WHAT YOU SHOULD DO
Copy each of the rows below word for word, without changing anything.

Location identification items

::::::

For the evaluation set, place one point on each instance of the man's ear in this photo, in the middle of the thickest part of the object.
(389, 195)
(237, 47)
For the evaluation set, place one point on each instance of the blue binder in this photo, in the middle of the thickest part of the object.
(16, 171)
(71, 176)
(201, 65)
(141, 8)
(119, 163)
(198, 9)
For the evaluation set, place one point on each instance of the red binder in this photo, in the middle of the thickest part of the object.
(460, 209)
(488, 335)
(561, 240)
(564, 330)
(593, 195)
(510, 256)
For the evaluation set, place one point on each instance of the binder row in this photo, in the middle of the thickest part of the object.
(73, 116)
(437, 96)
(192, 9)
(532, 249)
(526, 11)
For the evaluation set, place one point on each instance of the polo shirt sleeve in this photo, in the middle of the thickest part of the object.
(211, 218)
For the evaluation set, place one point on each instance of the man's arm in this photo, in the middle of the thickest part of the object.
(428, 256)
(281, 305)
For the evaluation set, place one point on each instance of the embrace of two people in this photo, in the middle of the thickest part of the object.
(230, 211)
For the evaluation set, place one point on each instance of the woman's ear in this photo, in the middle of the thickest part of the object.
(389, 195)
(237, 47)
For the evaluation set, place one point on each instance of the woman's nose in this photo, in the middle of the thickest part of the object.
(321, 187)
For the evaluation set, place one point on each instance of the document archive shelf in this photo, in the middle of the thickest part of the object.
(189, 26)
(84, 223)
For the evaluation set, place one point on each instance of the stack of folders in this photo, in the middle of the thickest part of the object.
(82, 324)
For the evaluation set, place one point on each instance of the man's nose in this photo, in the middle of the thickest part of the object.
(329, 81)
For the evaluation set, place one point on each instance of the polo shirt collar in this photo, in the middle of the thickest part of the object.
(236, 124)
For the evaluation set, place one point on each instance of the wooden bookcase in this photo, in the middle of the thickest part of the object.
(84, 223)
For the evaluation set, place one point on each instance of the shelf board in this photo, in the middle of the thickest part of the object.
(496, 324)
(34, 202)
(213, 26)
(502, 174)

::::::

ANSWER TO THIS PROBLEM
For the evaluation set, place one point on each instance of the man's ear in this photo, in the middle of the thickest part of the object.
(389, 195)
(237, 47)
For the evaluation set, place one point on each instance of the blue binder in this photo, in the middle of the thickest part of the object.
(16, 171)
(71, 176)
(201, 65)
(141, 8)
(119, 163)
(198, 9)
For the evaluation set, place one point on each instance of the red binder in this photo, in the middle of the thickest part of the object.
(460, 209)
(488, 335)
(561, 240)
(564, 330)
(593, 195)
(510, 256)
For the evaluation set, place one point on each instance of the binder row in this photo, in the middle of the thickest part of the object.
(73, 116)
(437, 96)
(192, 9)
(532, 249)
(526, 11)
For the evaluation set, place one point on each instance of the polo shirt sleeve in this photo, in the middle of the thickest part of the object.
(211, 218)
For the evaluation set, place one point on each instance of the man's arm in this photo, in the middle of the thickest part of the object.
(428, 256)
(281, 305)
For the evaluation set, place one point on each instance of the embrace of two people in this photo, in the middle of the thickest part of the object.
(230, 211)
For the evaluation set, place one point on each instance of the woman's ear in this photo, in the middle of the thickest part of the object.
(389, 195)
(237, 47)
For the evaluation set, place one point on each instance of the woman's nose in this photo, in the middle of the thickest part of the object.
(321, 187)
For the evaluation set, place one point on each instance of the document archive shelf in this photo, in the middle of the thickest part of the object.
(189, 26)
(84, 223)
For the evaluation set, place one point on each instance of the stack of folders in this photo, in the middle of the thickest part of the object.
(82, 324)
For the evaluation set, place one point on each instance of the man's nose in this photo, in the middle of the thickest part of the object.
(329, 81)
For the evaluation set, place one point on each instance of the polo shirt collar in this photo, in the middle of the thickest part of the object.
(236, 124)
For the evaluation set, place one point on each instance of the wooden bookcase in this photo, in the middle of the thickest part of the object.
(84, 223)
For the evaluation set, place one point on each instance of the shelf board in this photo, in the middle of the thickest part of the object.
(496, 324)
(34, 202)
(213, 26)
(502, 174)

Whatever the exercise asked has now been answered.